[該当本文]
事例集
症例10褥瘡の発生を契機に様々な老年症候群が明らかになった90歳男性に対して多職種で介入した事例
Scene2
入院後、右大転子部の褥瘡に対し、デブリードマンやポケット切開が皮膚科医により行われた。本人は右側臥位へのこだわりがあったが、ベッドの配置を配慮したり、体圧分散マットを導入したりすることで、局所への負荷を避けるなど、ケアの内容を見直し、治療経過は順調であった。
老年内科医は、薬剤師、看護師らと、ポリファーマシーに対するチーム介入を行い、薬剤の減量や服用方法の単純化を検討した。入院時に、冠動脈ステント術後6か月以上経過していることや貧血の存在を踏まえワルファリンは中止していたが、さらに全身倦怠感の要因として、降圧薬による過度の降圧の可能性や睡眠薬の影響も考慮し、降圧薬を減薬するとともに睡眠薬の一部を頓用に変更した。
褥瘡治療による炎症の軽減や、薬剤処方の適正化により日中の覚醒度が上昇した。さらに嚥下機能の低下や不顕性誤嚥を予防するため、入院中には言語聴覚士による嚥下評価や栄養サポートチームの介入も依頼し、食形態の見直しを行った。
Scene2 Questions
- 1) 今後、起こりうる問題はどんなものが考えられ、それに対する予防・支援は何か。

[課題内容] 本文のうち「老年内科医は、薬剤師、看護師」から「眠薬の一部を頓用に変更した。」に至るまでのすべてを、一字一句違えずに書き写してください。 解答にあたっては、本文の記載のみを根拠としてください。

[抜粋データ]
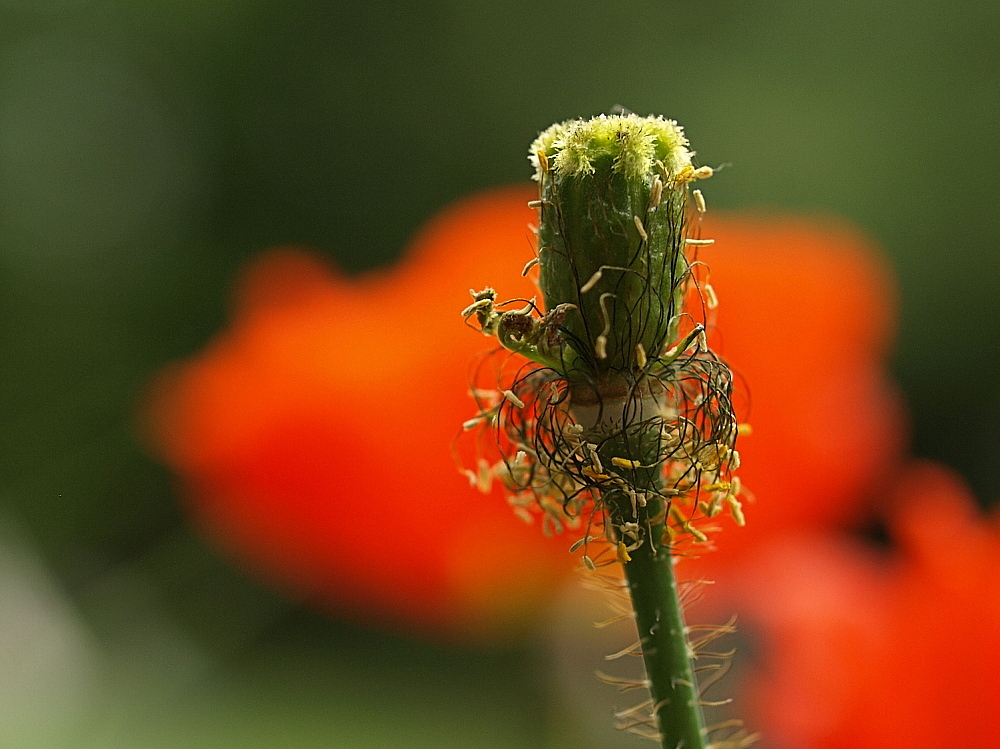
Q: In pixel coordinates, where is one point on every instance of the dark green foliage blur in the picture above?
(149, 148)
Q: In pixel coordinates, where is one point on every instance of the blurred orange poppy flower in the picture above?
(312, 438)
(865, 650)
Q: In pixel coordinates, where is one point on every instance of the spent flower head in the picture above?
(625, 420)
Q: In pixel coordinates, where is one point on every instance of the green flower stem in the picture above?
(665, 651)
(649, 572)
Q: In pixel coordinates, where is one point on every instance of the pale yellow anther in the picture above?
(640, 228)
(640, 355)
(625, 463)
(623, 555)
(512, 398)
(736, 510)
(601, 347)
(711, 300)
(656, 192)
(699, 201)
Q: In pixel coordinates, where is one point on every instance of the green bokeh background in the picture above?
(148, 149)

[記述解答]
老年内科医は、薬剤師、看護師らと、ポリファーマシーに対するチーム介入を行い、薬剤の減量や服用方法の単純化を検討した。入院時に、冠動脈ステント術後6か月以上経過していることや貧血の存在を踏まえワルファリンは中止していたが、さらに全身倦怠感の要因として、降圧薬による過度の降圧の可能性や睡眠薬の影響も考慮し、降圧薬を減薬するとともに睡眠薬の一部を頓用に変更した。